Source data
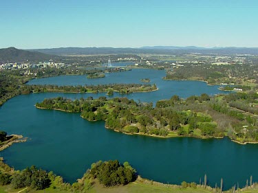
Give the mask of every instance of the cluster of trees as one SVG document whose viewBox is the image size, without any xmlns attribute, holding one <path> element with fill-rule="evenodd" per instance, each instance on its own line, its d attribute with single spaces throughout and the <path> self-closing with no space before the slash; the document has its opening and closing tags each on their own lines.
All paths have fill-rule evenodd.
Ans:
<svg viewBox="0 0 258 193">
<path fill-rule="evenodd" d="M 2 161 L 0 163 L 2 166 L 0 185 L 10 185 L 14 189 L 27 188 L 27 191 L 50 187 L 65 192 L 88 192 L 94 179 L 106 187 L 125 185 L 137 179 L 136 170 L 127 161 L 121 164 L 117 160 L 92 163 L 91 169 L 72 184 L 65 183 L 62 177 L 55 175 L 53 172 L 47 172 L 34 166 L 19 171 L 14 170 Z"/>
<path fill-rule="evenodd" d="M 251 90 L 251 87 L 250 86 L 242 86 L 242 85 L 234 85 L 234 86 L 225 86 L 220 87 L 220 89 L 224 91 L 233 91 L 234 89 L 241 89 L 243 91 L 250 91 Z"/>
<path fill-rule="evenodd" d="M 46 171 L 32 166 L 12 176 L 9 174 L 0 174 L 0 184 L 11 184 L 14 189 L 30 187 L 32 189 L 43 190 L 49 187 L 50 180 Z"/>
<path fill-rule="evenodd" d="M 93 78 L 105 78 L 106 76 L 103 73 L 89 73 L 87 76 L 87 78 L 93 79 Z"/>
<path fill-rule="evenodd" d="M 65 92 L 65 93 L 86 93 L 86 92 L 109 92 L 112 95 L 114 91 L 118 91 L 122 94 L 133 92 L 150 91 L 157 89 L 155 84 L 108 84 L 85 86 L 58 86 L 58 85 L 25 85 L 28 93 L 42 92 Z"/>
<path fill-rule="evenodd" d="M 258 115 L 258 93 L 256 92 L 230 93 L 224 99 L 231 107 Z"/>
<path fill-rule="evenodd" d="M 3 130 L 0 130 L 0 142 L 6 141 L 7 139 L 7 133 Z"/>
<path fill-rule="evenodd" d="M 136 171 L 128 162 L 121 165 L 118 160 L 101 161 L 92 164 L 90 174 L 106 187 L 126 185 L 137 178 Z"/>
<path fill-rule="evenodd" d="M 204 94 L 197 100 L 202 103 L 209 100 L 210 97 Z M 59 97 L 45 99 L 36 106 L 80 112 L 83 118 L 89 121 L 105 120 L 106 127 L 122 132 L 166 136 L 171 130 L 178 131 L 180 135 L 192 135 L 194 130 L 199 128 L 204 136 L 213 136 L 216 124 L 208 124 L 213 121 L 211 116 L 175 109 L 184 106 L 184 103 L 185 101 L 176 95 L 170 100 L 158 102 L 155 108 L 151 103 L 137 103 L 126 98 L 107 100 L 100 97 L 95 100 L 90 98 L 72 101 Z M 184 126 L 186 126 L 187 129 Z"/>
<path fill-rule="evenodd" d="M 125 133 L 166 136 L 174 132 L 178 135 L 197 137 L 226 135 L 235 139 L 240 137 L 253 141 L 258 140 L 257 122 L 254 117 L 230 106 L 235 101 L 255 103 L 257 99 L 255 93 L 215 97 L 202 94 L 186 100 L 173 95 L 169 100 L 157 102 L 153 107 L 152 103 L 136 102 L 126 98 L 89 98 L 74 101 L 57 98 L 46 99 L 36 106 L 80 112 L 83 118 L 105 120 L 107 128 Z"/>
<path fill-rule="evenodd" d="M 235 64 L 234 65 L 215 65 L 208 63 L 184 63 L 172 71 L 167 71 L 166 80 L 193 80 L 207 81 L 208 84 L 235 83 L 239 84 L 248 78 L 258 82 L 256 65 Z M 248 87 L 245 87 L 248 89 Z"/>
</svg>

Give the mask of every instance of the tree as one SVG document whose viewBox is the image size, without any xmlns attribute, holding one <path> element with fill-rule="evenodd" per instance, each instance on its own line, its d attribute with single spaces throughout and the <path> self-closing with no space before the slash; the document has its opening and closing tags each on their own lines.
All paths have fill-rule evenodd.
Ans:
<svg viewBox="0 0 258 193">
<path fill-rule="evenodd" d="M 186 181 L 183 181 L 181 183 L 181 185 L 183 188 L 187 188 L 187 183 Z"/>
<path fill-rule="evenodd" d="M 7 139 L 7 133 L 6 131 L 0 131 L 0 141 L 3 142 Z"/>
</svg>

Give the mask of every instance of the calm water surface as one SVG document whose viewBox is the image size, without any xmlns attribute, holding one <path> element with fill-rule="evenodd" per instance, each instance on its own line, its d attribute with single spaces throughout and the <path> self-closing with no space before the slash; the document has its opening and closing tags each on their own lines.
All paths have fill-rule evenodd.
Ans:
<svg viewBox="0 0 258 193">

■ **Brief**: Can you arrange every line of the entries above as a JSON list of strings, one string per line, with blank lines dropped and the pictures left out?

■ **Full solution**:
[
  "Give the mask of every instance of the cluster of trees as one SVG document whose viewBox is the image size, without any xmlns attribute, holding one <path> element with fill-rule=\"evenodd\" per instance, each instance on its own line, its d attribute with single spaces throughout and the <path> self-closing with no space before the slash; the document has its opening and closing tags each on their own lines.",
  "All paths have fill-rule evenodd.",
  "Ans:",
  "<svg viewBox=\"0 0 258 193\">",
  "<path fill-rule=\"evenodd\" d=\"M 2 161 L 0 163 L 2 166 L 0 185 L 10 185 L 14 189 L 27 188 L 27 191 L 50 187 L 65 192 L 88 192 L 94 179 L 106 187 L 125 185 L 137 179 L 136 170 L 127 161 L 121 164 L 117 160 L 92 163 L 91 169 L 72 184 L 65 183 L 62 177 L 55 175 L 53 172 L 47 172 L 34 166 L 19 171 L 14 170 Z\"/>",
  "<path fill-rule=\"evenodd\" d=\"M 251 90 L 251 87 L 250 86 L 242 86 L 242 85 L 234 85 L 234 86 L 225 86 L 220 87 L 220 89 L 224 91 L 233 91 L 234 89 L 241 89 L 243 91 L 250 91 Z\"/>",
  "<path fill-rule=\"evenodd\" d=\"M 46 171 L 32 166 L 12 176 L 9 174 L 0 174 L 0 184 L 11 184 L 14 189 L 30 187 L 32 189 L 43 190 L 49 187 L 50 180 Z\"/>",
  "<path fill-rule=\"evenodd\" d=\"M 93 78 L 105 78 L 106 76 L 103 73 L 89 73 L 87 76 L 87 78 L 93 79 Z\"/>",
  "<path fill-rule=\"evenodd\" d=\"M 65 92 L 65 93 L 86 93 L 86 92 L 109 92 L 112 95 L 114 91 L 118 91 L 122 94 L 133 92 L 150 91 L 157 89 L 155 84 L 108 84 L 85 86 L 58 86 L 58 85 L 25 85 L 28 93 L 42 92 Z\"/>",
  "<path fill-rule=\"evenodd\" d=\"M 258 115 L 258 93 L 256 92 L 230 93 L 224 99 L 231 107 Z\"/>",
  "<path fill-rule=\"evenodd\" d=\"M 3 130 L 0 130 L 0 142 L 6 141 L 7 139 L 7 133 Z\"/>",
  "<path fill-rule=\"evenodd\" d=\"M 136 171 L 128 162 L 121 165 L 118 160 L 101 161 L 92 164 L 90 174 L 106 187 L 126 185 L 137 178 Z\"/>",
  "<path fill-rule=\"evenodd\" d=\"M 204 94 L 197 100 L 202 103 L 209 100 L 210 97 Z M 59 97 L 45 99 L 36 106 L 80 112 L 83 118 L 89 121 L 105 120 L 106 127 L 122 132 L 166 136 L 171 130 L 178 131 L 180 135 L 192 135 L 194 130 L 199 128 L 204 136 L 213 136 L 216 124 L 208 124 L 213 121 L 211 116 L 175 109 L 184 106 L 184 103 L 185 101 L 176 95 L 170 100 L 158 102 L 155 108 L 151 103 L 137 103 L 126 98 L 107 100 L 100 97 L 95 100 L 90 98 L 72 101 Z M 184 126 L 186 126 L 187 129 Z\"/>",
  "<path fill-rule=\"evenodd\" d=\"M 125 133 L 166 136 L 174 132 L 178 135 L 197 137 L 226 135 L 235 139 L 240 137 L 253 141 L 258 140 L 257 122 L 254 117 L 230 106 L 235 101 L 255 103 L 257 99 L 255 93 L 215 97 L 202 94 L 186 100 L 173 95 L 169 100 L 157 102 L 153 107 L 152 103 L 136 102 L 126 98 L 89 98 L 74 101 L 57 98 L 46 99 L 36 106 L 80 112 L 83 118 L 105 120 L 107 128 Z\"/>",
  "<path fill-rule=\"evenodd\" d=\"M 235 64 L 234 65 L 215 65 L 208 63 L 184 63 L 172 71 L 167 71 L 166 80 L 193 80 L 207 81 L 208 84 L 235 83 L 239 84 L 248 78 L 258 82 L 256 65 Z M 248 87 L 245 87 L 248 89 Z\"/>",
  "</svg>",
  "Give the mask of every instance of the tree as one SVG document whose viewBox is the image size, without any xmlns attribute, holding one <path> element with fill-rule=\"evenodd\" per instance, each instance on its own line, its d attribute with single spaces throughout and the <path> self-closing with no space before the slash; the document has its opening and closing tags each on their own lines.",
  "All paths have fill-rule evenodd.",
  "Ans:",
  "<svg viewBox=\"0 0 258 193\">",
  "<path fill-rule=\"evenodd\" d=\"M 186 181 L 183 181 L 181 183 L 181 185 L 183 188 L 187 188 L 187 183 Z\"/>",
  "<path fill-rule=\"evenodd\" d=\"M 7 139 L 7 133 L 6 131 L 0 131 L 0 141 L 3 142 Z\"/>",
  "</svg>",
  "Give the mask of every instance of the calm water surface as one SVG document whose viewBox is the image size, without any xmlns attribute, holding one <path> element with fill-rule=\"evenodd\" per instance, each instance on its own line, its d attribute with single spaces throughout and the <path> self-closing with no space before the slash; the document has its opening and closing tags each on their own lines.",
  "All paths have fill-rule evenodd.",
  "Ans:",
  "<svg viewBox=\"0 0 258 193\">"
]